**Problem description:** Count the lines in the data below that contain the string "like", treating uppercase and lowercase as different. Reply with only the number.

**Dataset:**
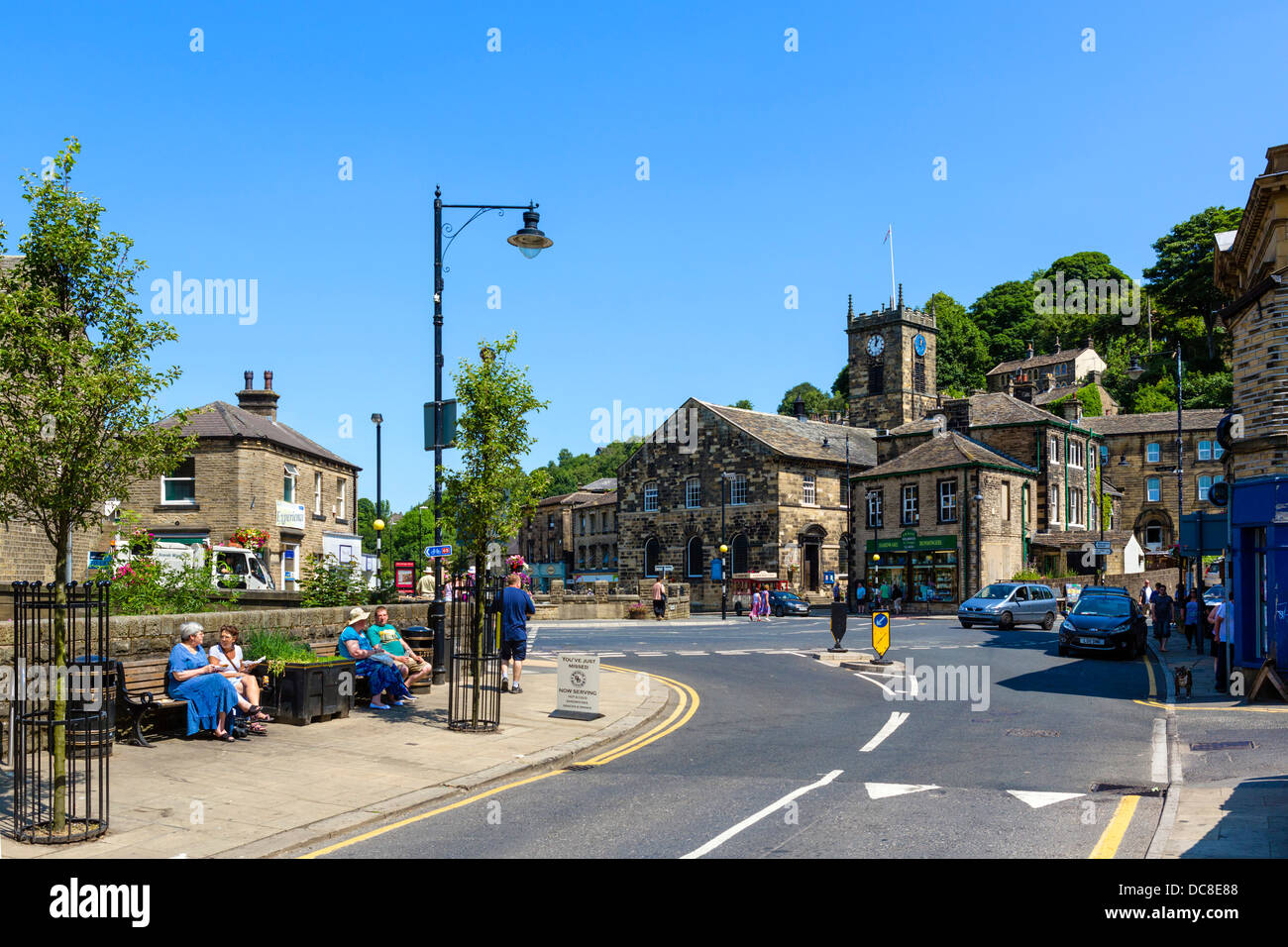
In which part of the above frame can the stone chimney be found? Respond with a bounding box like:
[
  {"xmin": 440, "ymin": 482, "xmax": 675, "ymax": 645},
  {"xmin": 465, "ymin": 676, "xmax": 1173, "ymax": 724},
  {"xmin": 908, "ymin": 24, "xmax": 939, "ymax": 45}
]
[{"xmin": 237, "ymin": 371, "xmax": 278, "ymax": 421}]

* * *

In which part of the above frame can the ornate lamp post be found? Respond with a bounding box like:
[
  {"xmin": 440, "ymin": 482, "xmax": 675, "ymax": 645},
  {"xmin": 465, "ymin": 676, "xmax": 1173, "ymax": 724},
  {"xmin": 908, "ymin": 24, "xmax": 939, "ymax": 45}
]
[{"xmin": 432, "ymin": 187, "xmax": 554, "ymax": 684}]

**Final result:** 2